Please pull out every line of the records below that contains the word "blonde", and copy each of those lines unchanged.
-------- Records supplied
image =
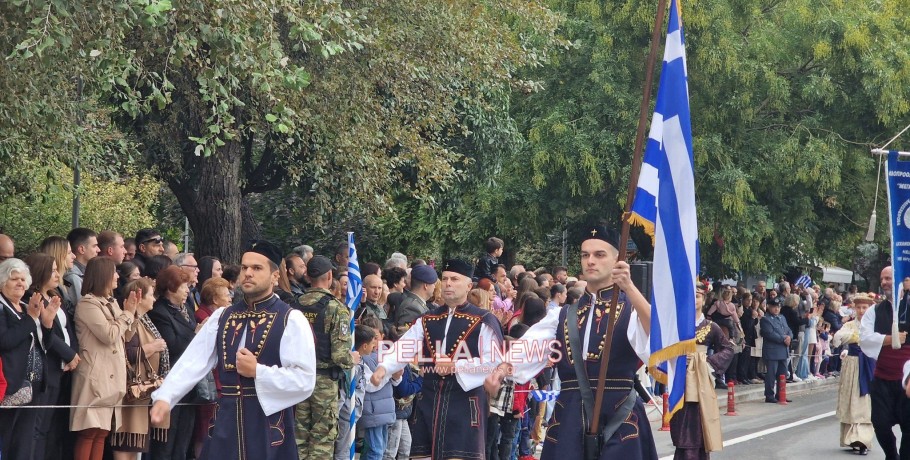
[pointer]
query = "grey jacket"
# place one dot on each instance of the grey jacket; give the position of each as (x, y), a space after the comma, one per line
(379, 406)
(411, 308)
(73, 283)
----------------
-------- Records supplied
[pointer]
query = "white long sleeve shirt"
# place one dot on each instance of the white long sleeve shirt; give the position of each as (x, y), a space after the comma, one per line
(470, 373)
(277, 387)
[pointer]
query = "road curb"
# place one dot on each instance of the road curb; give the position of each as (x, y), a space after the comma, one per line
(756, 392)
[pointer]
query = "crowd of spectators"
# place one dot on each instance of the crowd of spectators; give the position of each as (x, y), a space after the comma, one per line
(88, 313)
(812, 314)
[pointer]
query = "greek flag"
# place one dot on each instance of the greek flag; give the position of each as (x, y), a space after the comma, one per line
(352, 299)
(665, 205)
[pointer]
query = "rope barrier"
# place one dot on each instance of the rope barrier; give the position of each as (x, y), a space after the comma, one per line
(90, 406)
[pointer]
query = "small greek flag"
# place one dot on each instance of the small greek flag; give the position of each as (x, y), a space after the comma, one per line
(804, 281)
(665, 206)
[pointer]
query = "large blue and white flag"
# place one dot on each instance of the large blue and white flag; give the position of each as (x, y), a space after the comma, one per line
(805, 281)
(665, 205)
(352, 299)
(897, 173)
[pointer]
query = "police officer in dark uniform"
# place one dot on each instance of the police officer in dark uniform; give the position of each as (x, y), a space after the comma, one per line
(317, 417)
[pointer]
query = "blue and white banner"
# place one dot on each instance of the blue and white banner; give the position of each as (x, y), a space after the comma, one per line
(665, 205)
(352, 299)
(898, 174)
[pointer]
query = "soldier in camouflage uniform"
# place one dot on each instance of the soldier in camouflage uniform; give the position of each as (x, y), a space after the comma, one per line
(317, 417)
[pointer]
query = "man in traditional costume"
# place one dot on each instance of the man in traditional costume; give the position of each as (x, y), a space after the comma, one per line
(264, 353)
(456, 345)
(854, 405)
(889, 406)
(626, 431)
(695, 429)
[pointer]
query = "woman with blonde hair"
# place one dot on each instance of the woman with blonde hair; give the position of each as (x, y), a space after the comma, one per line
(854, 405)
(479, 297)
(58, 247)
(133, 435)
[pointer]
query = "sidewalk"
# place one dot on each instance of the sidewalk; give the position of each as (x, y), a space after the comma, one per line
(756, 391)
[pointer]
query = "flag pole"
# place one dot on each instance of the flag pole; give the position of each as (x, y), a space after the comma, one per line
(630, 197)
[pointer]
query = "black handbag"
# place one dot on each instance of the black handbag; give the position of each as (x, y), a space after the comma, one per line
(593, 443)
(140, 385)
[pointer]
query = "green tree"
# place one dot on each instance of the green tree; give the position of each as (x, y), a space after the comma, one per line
----------------
* Output of the exercise *
query = "woman with blonde hair"
# place one dot on each instance of the woman with blonde hair; give the position of each as (x, y), a space after the comma, one per line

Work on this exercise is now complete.